Data excerpts
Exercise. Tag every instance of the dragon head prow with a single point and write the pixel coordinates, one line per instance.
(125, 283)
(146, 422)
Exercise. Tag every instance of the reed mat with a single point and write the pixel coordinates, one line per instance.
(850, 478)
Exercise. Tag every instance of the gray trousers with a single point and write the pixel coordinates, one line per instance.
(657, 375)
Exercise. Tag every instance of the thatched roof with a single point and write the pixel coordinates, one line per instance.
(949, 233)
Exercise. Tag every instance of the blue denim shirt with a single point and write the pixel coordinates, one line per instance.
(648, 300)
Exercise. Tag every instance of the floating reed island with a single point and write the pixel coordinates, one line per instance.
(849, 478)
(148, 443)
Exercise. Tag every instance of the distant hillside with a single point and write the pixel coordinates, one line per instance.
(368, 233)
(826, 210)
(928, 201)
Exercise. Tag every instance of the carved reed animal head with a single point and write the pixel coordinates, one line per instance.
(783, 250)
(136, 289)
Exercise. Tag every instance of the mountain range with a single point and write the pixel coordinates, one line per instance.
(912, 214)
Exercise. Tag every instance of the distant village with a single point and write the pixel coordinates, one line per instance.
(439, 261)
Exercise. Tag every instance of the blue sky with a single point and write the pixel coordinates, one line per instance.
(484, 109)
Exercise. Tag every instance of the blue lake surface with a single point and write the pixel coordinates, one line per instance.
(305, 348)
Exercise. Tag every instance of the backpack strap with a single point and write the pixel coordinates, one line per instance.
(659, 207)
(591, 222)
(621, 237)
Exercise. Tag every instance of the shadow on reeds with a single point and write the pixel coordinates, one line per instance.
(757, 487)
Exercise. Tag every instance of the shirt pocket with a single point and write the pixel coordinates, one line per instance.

**Problem requirements:**
Your answer must be the full set of records above, reproduced exactly.

**Result of this exercise:**
Exercise. Tag every instance of the dragon head prow with a single point and write the pixel coordinates, one line per instance.
(125, 283)
(146, 422)
Exercise. Tag every instance of the reed mat with a single point and write the pixel coordinates, one line per instance.
(850, 478)
Exercise. Tag every instance of the gray trousers with a single point and write the pixel coordinates, one line per instance.
(657, 375)
Exercise. Tag every instance of the thatched roof with a single point and write the pixel coordinates, one line per instance.
(949, 233)
Exercise. Tag every instance of the blue denim shirt with a single point and write the pixel coordinates, one line per instance.
(648, 300)
Exercise. Tag every instance of the floating reed island with a single point and write the pixel coordinates, one line per instance.
(849, 478)
(148, 443)
Exercise. Tag every instance of the distant hillside with a single point and write the pixel coordinates, one line per instance.
(368, 233)
(826, 210)
(928, 201)
Exercise. Tag every instance of the carved reed animal head with a single point and write the pixel coordinates, one line per instance.
(783, 250)
(136, 289)
Exercise. Tag every instance of the mountain range with a single point and write the pixel coordinates, one line per instance.
(912, 214)
Exercise. Tag every instance of the distant village with a single point and write the pixel coordinates, one line per instance.
(439, 261)
Exercise. Tag every instance of the blue sky with a single point and write the pixel coordinates, one line per instance.
(484, 109)
Exercise. Tag every instance of the blue lake surface with a single point and write the pixel coordinates, one line per instance.
(305, 348)
Exercise. Tag every instance of the backpack strap with a single point and write the pixel coordinates, one line per instance.
(659, 207)
(591, 222)
(621, 237)
Exercise. Tag every instance of the shadow on reeds with a single point and write the pixel coordinates, one line per instance.
(757, 487)
Exercise. Tag every instance of the shirt pocket with a single point and write the pixel coordinates, one line per instance.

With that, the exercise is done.